--- PROBLEM REQUIREMENTS ---
In the listing below, locate the line that contains "TARGET = white building facade" and the line that contains "TARGET = street lamp". Restate word for word those two lines and every line between them, and nothing else.

--- PROVIDED ENTRIES ---
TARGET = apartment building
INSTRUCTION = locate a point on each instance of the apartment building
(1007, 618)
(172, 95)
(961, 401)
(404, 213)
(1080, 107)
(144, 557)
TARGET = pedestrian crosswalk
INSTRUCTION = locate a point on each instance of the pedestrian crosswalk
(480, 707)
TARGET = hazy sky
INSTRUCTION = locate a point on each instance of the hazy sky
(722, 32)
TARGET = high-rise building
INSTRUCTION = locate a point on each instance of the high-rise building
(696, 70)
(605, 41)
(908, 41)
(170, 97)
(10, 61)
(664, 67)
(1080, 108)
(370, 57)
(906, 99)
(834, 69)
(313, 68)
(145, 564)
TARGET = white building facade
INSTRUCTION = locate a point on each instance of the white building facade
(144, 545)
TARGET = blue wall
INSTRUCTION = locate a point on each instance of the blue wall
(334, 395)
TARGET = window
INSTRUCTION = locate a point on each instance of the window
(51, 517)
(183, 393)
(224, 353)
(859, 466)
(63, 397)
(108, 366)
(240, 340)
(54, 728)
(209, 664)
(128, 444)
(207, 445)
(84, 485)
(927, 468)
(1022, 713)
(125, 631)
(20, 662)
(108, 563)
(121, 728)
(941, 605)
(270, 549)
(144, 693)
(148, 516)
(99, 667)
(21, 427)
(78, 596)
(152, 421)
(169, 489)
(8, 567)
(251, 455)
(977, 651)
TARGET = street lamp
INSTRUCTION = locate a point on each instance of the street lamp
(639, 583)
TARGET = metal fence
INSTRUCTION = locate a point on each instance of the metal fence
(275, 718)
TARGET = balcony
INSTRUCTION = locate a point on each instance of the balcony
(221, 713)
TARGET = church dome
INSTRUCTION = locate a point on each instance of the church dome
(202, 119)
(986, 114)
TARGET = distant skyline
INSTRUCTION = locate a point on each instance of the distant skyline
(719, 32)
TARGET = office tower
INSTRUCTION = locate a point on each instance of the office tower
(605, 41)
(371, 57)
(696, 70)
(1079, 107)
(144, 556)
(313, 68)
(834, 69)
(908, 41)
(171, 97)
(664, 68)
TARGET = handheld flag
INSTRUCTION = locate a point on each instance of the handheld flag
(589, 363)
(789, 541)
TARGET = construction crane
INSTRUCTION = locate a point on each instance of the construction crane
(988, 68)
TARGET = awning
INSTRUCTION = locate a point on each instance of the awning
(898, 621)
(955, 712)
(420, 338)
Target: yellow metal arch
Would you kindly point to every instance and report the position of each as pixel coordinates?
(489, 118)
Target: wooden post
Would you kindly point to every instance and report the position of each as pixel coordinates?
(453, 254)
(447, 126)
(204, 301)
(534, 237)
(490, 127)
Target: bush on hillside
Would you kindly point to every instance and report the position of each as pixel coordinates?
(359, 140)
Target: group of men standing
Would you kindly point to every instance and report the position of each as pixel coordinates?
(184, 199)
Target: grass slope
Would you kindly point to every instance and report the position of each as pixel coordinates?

--- EXERCISE RESULT ---
TARGET = white building facade
INSTRUCTION = locate a point on each instance of the white building facade
(144, 545)
TARGET = blue wall
INSTRUCTION = locate a point on each instance of the blue wall
(334, 395)
TARGET = window
INSTRUCTION = locate a point on each instance of the window
(51, 517)
(183, 393)
(224, 353)
(859, 466)
(63, 397)
(108, 366)
(240, 340)
(54, 728)
(209, 664)
(128, 444)
(207, 445)
(84, 485)
(927, 468)
(1022, 713)
(125, 631)
(20, 662)
(108, 563)
(121, 728)
(941, 605)
(270, 549)
(144, 693)
(148, 516)
(99, 667)
(21, 427)
(78, 596)
(152, 421)
(169, 489)
(8, 567)
(251, 455)
(977, 651)
TARGET = street lamp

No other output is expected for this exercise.